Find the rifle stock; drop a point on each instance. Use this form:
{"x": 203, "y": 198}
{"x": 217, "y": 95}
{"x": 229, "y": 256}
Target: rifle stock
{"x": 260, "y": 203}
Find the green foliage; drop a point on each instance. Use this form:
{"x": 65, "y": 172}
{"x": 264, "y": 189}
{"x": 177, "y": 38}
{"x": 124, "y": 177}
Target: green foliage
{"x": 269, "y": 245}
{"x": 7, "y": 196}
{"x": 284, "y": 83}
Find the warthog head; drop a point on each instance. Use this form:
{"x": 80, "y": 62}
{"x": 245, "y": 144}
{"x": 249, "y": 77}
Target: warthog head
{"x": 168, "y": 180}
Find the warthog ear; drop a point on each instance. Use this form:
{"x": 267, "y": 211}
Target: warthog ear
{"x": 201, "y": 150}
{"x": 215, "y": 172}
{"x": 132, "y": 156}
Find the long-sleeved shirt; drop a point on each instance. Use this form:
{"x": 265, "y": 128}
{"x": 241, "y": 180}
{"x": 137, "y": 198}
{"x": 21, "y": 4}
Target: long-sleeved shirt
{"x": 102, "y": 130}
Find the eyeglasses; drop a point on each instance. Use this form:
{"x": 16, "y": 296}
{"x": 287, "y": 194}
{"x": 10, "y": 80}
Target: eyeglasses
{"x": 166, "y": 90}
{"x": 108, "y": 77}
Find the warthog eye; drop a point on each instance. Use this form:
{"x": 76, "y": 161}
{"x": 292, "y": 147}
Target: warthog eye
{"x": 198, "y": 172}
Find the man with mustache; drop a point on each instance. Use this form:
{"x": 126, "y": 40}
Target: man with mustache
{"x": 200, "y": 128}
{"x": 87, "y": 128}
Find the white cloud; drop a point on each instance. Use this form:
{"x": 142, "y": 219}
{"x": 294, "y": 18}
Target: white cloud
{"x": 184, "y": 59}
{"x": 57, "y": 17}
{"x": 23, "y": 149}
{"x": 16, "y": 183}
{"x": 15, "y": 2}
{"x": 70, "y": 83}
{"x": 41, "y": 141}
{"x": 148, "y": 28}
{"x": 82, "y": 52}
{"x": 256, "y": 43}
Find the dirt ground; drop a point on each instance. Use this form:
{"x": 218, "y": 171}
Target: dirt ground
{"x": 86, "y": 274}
+===+
● Task objective
Could you write out the stretch from the line containing "Find the white" through the end of the records, that line included, repeating every line in order but shifting each x and y coordinate in the answer points up by 112, while keeping the sample points shown as the form unchanged?

● Solved problem
Find the white cloud; drop a point on each instance. Use this form:
{"x": 142, "y": 219}
{"x": 294, "y": 18}
Target: white cloud
{"x": 296, "y": 171}
{"x": 169, "y": 129}
{"x": 135, "y": 261}
{"x": 128, "y": 295}
{"x": 127, "y": 114}
{"x": 182, "y": 195}
{"x": 153, "y": 253}
{"x": 260, "y": 140}
{"x": 194, "y": 164}
{"x": 368, "y": 155}
Find the dirt ground; drop a point on each instance. Use this form:
{"x": 218, "y": 171}
Target: dirt ground
{"x": 198, "y": 386}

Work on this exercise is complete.